Could you filter the records below and keep only the lines with the word "foam"?

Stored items
==============================

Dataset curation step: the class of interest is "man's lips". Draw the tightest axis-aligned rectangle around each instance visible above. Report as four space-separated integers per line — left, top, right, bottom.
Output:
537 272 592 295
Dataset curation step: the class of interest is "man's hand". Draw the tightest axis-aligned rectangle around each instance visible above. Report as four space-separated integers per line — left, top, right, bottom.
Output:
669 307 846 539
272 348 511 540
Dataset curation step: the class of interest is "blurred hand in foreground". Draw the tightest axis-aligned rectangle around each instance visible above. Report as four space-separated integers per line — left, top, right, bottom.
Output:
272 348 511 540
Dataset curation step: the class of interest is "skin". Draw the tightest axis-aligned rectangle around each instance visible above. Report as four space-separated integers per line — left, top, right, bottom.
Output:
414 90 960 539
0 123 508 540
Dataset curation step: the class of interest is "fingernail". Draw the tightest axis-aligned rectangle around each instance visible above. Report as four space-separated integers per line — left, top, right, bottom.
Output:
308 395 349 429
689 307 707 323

==============================

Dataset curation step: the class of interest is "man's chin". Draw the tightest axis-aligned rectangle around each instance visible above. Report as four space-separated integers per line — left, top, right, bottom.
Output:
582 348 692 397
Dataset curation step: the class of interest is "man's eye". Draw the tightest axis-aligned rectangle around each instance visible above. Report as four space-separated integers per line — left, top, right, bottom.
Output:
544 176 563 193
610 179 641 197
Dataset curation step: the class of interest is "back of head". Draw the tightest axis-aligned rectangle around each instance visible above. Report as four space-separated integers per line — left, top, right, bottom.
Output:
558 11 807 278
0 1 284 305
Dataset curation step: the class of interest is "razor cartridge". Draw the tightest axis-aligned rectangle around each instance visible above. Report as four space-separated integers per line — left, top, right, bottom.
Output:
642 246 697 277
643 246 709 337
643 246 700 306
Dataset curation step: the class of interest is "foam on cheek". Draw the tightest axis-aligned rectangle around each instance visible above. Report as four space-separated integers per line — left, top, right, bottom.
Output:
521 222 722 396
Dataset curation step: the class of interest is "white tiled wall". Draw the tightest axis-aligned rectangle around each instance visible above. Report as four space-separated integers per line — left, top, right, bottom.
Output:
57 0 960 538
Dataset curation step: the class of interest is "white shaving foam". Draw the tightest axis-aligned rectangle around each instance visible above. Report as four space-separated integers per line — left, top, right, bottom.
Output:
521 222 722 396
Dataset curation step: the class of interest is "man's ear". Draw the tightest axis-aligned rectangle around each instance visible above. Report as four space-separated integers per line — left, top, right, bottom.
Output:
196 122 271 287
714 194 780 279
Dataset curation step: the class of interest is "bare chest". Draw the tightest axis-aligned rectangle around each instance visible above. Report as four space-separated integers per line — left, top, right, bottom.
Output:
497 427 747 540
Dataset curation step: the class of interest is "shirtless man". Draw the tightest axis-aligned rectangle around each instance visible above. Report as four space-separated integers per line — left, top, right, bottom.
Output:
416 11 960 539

==============================

◆ **Output for this exercise**
Dataset curation step: the class of interest is "foam on cheek". Draw the tightest axis-aligned rectangle around each instance visible above. Report as four space-separated integers per line — left, top, right, bottom.
Dataset curation step: the class of interest is "white shaving foam". Draw the tightest axis-aligned rectangle around each instance visible above. Report as four space-separated integers per line — left, top, right, bottom.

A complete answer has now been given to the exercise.